◆ Stated problem
Reproduce all the entries precisely.
------
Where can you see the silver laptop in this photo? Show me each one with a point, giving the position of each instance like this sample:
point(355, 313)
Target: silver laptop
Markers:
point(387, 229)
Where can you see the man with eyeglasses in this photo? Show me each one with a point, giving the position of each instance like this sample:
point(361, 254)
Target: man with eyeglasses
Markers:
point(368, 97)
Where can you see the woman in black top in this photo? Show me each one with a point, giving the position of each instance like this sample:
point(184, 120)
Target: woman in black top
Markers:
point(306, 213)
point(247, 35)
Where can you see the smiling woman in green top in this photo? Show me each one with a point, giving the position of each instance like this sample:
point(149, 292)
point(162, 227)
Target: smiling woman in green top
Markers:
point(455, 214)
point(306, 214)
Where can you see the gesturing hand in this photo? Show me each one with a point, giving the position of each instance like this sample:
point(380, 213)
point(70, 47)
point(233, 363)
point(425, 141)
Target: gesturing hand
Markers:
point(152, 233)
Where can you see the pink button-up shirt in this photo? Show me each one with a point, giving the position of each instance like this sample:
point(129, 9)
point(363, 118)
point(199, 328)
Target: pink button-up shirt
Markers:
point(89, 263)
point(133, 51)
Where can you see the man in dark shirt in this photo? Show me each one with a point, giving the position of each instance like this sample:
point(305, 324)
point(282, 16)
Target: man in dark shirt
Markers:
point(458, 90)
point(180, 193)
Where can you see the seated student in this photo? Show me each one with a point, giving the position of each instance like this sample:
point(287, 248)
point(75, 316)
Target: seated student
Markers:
------
◆ Task response
Where can you see the silver laptop in this photo? Show me each one with a point, giving the position of each instance like this sample:
point(355, 313)
Target: silver laptop
Markers:
point(387, 229)
Where can you see the man with eyeglasses in this photo? Show me each one with a point, giving the position of each instance like this sample:
point(361, 254)
Target: man with eyeglasses
Markers:
point(368, 97)
Where can you see the woman in black top in this photo? Show me each one with a point, giving the position of each instance like this sample:
point(184, 120)
Target: woman in black top
Markers:
point(306, 213)
point(247, 35)
Where can you see the smiling woman in green top in this photo? Show me each one with a point, giving the position of each instance like this sample:
point(149, 292)
point(162, 227)
Target: smiling woman in green top
Markers:
point(455, 214)
point(306, 214)
Where can you see the gesturing hand in this photo? Show me each one with a point, giving the position of each instance like this sample:
point(380, 213)
point(70, 47)
point(233, 363)
point(425, 141)
Target: gesturing hand
Markers:
point(152, 233)
Where can you see the pink button-up shirt in this photo? Show me each one with a point, giving the position of each instance like this sample:
point(129, 9)
point(363, 118)
point(199, 328)
Target: pink button-up shirt
Markers:
point(89, 263)
point(133, 51)
Where can you see the man in dark shirt in this photo? Show me each one with a point, giving the position of each instance like this sample:
point(305, 324)
point(282, 16)
Target: man in dark shirt
Markers:
point(458, 90)
point(180, 193)
Where can you see the seated student in this photo? Show me each one with a point, giving the position of each instance like this sample:
point(287, 248)
point(75, 316)
Target: seated student
Markers:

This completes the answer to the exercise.